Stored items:
---------------

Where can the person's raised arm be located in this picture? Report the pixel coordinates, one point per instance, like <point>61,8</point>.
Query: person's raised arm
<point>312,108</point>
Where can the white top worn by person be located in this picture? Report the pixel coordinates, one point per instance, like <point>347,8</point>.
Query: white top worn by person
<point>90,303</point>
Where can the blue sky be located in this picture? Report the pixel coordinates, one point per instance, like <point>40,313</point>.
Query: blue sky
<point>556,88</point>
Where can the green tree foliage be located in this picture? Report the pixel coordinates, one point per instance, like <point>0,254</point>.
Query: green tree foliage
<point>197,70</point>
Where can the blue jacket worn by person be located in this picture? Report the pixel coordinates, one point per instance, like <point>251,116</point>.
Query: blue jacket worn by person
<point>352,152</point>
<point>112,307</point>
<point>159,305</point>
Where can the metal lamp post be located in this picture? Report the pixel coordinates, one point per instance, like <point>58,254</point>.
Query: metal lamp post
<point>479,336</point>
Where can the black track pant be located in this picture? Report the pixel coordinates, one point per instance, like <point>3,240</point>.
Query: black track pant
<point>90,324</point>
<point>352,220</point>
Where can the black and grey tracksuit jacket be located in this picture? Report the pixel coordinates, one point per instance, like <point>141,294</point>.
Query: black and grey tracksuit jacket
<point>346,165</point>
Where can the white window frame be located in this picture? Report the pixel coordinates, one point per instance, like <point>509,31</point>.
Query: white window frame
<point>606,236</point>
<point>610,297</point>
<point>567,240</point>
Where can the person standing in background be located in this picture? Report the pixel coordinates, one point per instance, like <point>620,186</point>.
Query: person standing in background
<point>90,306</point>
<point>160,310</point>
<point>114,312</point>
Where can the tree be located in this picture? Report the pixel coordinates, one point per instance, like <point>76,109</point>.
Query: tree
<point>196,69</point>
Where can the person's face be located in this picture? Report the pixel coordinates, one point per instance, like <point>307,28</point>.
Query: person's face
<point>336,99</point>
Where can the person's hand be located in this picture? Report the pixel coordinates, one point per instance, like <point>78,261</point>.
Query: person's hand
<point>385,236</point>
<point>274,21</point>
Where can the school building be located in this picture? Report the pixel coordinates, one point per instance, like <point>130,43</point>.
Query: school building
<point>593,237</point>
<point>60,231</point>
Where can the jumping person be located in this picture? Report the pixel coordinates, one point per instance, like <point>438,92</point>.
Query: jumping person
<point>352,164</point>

---------------

Request
Please output all of the records above as a Markdown table with the columns "No." and "Line", giving each line its own numbered row and leaving out blank lines.

Task result
| No. | Line |
|---|---|
| 1 | Where can the person's raised arm be located in this picture? Report the pixel coordinates, one point per instance, like <point>61,8</point>. |
| 2 | Query: person's raised arm |
| 3 | <point>312,108</point> |
| 4 | Where can the white top worn by person be located in this picture? Report the pixel coordinates, one point per instance, like <point>347,8</point>. |
| 5 | Query: white top worn by person |
| 6 | <point>90,303</point> |
| 7 | Where can the blue sky be located in this picture? Report the pixel coordinates, one point per instance, like <point>40,313</point>. |
| 8 | Query: blue sky |
| 9 | <point>556,88</point> |
| 10 | Where can the green tree foliage be located in this picture? Report the pixel coordinates, one point per instance, like <point>0,254</point>. |
| 11 | Query: green tree foliage |
| 12 | <point>197,70</point> |
| 13 | Where can the blue jacket worn by person be located in this picture? Report the pixel coordinates, one point per instance, like <point>251,116</point>. |
| 14 | Query: blue jacket worn by person |
| 15 | <point>352,152</point> |
| 16 | <point>112,307</point> |
| 17 | <point>159,305</point> |
| 18 | Where can the metal lamp post be located in this picture? Report the pixel coordinates, one point per instance, like <point>58,254</point>. |
| 19 | Query: metal lamp post |
| 20 | <point>479,336</point> |
| 21 | Where can the black track pant be located in this picture? Report the pixel coordinates, one point per instance, like <point>3,240</point>. |
| 22 | Query: black track pant |
| 23 | <point>90,324</point> |
| 24 | <point>352,220</point> |
| 25 | Where can the black and grey tracksuit jacket be located in this picture? Report the pixel coordinates, one point per instance, like <point>141,294</point>. |
| 26 | Query: black and grey tracksuit jacket |
| 27 | <point>346,165</point> |
| 28 | Where can the white window frame be located in this picture? Report the pixel coordinates, one point per instance, like <point>509,31</point>. |
| 29 | Query: white window frame |
| 30 | <point>606,236</point> |
| 31 | <point>610,297</point> |
| 32 | <point>567,240</point> |
| 33 | Where can the person standing in background be located in this picture? Report the pixel coordinates, one point per instance, like <point>620,186</point>. |
| 34 | Query: person standing in background |
| 35 | <point>90,306</point> |
| 36 | <point>160,310</point> |
| 37 | <point>114,312</point> |
| 38 | Where can the tree be located in this picture? Report the pixel coordinates, one point per instance, like <point>76,109</point>. |
| 39 | Query: tree |
| 40 | <point>196,69</point> |
| 41 | Where can the person's face be located in this picture? Report the pixel coordinates, one point per instance, like <point>307,28</point>. |
| 42 | Query: person's face |
| 43 | <point>336,99</point> |
| 44 | Where can the person's hand be located in this picture? Report the pixel coordinates, one point per instance, like <point>78,261</point>. |
| 45 | Query: person's hand |
| 46 | <point>385,236</point> |
| 47 | <point>274,21</point> |
| 48 | Where can the school building be located in this picture? Report the pixel coordinates, one point per instance, like <point>130,43</point>. |
| 49 | Query: school building |
| 50 | <point>593,237</point> |
| 51 | <point>60,231</point> |
| 52 | Where can the jumping person be located in this picture? Report the pixel coordinates, one point per instance, like <point>438,92</point>. |
| 53 | Query: jumping person |
| 54 | <point>352,164</point> |